BEGIN Given passage

International Narcotics Control Board Confronting Legalization
March 2, 2020 (EIRNS)—The International Narcotics Control Board has released their annual report for 2019, and they find themselves confronting a new problem: drug legalization. Headquartered in Vienna, the board, an “independent, quasi-judicial expert” body established to monitor the enforcement of United Nations drug policies, traces its history back to the League of Nations.
Each year, the report highlights a topic for special consideration, the 2019 topic being “Improving Substance Use Prevention and Treatment Services for Young People.” While the 146-page report covers the entirety of the illegal drug spectrum, the crisis of legalization can be seen in that, after the featured topic, “cannabis” is topic number two.
“The board notes with concern the legalization of cannabis for non-medical and non-scientific purposes in several jurisdictions and that other jurisdictions are considering taking similar action,” the report says, reiterating that UN conventions, from 1961, 1971 and 1988, all “limit the use of all controlled substances to medical and scientific purposes.” The spreading of legalization efforts worldwide “undermin[es] the universal adherence” to the three international drug control conventions, which were again reaffirmed at the 2016 and 2019 UN General Assemblies.

END Given passage
BEGIN Data section

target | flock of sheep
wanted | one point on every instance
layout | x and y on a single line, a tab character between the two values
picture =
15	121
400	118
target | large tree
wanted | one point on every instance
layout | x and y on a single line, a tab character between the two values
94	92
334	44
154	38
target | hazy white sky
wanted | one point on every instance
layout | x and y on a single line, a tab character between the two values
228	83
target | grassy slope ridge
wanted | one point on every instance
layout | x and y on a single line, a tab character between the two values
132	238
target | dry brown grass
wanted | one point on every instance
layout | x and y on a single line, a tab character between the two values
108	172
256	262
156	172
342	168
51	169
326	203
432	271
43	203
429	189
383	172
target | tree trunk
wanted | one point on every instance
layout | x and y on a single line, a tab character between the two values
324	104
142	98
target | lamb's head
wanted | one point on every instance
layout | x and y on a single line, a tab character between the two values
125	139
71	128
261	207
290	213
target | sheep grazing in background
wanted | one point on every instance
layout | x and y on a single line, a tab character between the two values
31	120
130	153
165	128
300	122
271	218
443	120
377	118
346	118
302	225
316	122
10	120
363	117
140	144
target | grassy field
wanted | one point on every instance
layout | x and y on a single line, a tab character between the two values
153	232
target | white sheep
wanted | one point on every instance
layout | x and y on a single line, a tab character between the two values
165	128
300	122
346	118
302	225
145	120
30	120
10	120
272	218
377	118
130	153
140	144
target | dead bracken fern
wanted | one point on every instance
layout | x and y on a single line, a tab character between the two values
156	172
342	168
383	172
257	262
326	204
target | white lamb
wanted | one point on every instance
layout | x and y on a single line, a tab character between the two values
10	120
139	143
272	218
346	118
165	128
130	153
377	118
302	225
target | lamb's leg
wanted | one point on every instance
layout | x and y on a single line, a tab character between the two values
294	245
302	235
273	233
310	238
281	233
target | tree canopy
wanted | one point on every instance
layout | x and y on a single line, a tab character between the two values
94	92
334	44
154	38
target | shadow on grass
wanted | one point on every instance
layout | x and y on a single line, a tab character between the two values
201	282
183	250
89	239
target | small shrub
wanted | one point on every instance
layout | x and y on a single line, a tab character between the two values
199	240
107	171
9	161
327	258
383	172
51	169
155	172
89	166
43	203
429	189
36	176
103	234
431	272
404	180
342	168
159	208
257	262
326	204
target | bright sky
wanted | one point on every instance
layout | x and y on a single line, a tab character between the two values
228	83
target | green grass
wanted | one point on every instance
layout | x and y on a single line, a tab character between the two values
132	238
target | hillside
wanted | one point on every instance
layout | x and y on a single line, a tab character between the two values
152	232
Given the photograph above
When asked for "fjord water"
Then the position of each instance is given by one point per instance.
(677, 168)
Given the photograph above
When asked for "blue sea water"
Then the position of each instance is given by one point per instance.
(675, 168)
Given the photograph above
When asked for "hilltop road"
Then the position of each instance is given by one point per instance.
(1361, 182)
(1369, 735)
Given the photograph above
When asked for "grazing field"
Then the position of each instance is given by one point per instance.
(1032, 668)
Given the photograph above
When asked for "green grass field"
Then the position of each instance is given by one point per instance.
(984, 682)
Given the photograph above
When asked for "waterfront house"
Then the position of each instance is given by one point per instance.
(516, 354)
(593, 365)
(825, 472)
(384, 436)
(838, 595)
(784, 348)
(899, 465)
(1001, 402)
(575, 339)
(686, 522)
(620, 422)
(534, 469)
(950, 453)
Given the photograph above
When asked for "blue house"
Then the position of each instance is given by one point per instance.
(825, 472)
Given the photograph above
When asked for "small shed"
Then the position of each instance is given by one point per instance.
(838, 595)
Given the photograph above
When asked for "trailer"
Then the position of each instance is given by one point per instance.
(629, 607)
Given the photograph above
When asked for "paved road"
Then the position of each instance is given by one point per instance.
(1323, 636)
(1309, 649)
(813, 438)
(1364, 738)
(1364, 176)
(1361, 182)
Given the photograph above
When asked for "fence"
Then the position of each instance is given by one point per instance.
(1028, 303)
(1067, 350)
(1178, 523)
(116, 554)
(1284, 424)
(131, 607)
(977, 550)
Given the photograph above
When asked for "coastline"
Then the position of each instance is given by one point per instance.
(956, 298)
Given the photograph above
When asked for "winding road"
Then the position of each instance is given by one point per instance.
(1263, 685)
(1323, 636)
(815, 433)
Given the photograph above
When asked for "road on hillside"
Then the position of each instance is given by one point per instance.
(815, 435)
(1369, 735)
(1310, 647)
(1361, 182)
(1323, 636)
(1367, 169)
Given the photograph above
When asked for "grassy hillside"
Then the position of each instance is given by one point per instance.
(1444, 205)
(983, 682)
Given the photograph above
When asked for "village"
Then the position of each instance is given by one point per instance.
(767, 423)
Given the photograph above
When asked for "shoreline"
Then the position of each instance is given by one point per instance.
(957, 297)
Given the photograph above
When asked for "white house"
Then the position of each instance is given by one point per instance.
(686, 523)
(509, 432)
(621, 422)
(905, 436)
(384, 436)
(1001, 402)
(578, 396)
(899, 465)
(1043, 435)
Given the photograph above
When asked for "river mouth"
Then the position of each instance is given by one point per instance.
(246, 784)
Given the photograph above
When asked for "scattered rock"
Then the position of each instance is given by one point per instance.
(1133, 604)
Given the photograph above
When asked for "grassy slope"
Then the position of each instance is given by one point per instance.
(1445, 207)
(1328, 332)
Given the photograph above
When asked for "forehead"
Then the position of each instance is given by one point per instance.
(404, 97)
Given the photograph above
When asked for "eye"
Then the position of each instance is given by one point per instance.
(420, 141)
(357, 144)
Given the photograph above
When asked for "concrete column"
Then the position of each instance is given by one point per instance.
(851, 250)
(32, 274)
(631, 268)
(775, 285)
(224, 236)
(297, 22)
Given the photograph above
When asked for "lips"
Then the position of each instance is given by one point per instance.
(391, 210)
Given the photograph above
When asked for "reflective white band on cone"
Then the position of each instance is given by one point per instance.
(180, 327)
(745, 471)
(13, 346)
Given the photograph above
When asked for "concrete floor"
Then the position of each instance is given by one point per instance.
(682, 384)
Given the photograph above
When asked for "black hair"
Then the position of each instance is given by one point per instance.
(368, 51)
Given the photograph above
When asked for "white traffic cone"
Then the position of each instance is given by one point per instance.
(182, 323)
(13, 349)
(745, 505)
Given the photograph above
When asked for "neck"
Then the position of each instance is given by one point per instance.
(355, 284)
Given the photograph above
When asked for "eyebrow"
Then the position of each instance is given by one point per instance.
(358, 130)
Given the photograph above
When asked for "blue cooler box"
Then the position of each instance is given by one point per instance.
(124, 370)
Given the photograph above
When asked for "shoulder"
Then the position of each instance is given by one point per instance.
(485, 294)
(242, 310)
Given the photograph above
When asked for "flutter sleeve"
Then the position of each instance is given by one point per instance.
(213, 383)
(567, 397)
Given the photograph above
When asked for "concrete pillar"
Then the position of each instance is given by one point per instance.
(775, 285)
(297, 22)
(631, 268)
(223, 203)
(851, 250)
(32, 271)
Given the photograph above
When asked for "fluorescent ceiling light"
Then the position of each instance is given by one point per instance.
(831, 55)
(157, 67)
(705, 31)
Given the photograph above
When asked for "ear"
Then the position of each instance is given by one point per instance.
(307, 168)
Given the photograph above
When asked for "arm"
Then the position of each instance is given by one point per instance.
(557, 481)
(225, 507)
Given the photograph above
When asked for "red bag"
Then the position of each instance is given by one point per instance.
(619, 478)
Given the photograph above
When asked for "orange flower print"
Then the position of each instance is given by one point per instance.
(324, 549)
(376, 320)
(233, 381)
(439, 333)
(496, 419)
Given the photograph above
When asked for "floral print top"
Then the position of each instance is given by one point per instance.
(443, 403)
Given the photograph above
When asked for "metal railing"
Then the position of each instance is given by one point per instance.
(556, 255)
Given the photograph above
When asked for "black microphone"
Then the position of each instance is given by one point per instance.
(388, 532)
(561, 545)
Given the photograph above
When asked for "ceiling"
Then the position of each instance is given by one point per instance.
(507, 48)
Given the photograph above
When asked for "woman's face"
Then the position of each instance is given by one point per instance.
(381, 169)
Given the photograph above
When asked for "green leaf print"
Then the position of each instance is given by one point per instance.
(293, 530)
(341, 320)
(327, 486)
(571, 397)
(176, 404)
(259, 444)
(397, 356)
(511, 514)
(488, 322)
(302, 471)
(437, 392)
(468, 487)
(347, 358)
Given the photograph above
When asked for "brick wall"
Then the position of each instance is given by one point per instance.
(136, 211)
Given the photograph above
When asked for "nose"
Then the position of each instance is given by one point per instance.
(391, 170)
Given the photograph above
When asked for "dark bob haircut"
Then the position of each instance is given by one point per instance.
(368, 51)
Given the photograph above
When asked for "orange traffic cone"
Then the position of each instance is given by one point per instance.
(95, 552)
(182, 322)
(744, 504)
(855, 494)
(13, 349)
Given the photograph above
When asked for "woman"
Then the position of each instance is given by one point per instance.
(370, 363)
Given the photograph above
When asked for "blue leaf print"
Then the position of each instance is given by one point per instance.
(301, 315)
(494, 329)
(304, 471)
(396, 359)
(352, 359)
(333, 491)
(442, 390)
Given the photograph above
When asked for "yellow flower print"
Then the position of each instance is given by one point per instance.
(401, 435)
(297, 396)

END Data section

Requirement 1:
Answer each question from the narcotics board article.
(a) In which city is the board headquartered?
(b) How many pages long is the report?
(c) At which UN General Assemblies were the three drug control conventions reaffirmed?
Requirement 2: Rewrite the narcotics board article starting with "International Narcotics Control Board Confronting" and going on through "topic number two.", changing "Vienna" to "Geneva".
The records are separate material and have nothing to do with the narcotics board article.

Written reply 1:
(a) Vienna
(b) 146 pages
(c) The 2016 and 2019 UN General Assemblies

Written reply 2:
International Narcotics Control Board Confronting Legalization
March 2, 2020 (EIRNS)—The International Narcotics Control Board has released their annual report for 2019, and they find themselves confronting a new problem: drug legalization. Headquartered in Geneva, the board, an “independent, quasi-judicial expert” body established to monitor the enforcement of United Nations drug policies, traces its history back to the League of Nations.
Each year, the report highlights a topic for special consideration, the 2019 topic being “Improving Substance Use Prevention and Treatment Services for Young People.” While the 146-page report covers the entirety of the illegal drug spectrum, the crisis of legalization can be seen in that, after the featured topic, “cannabis” is topic number two.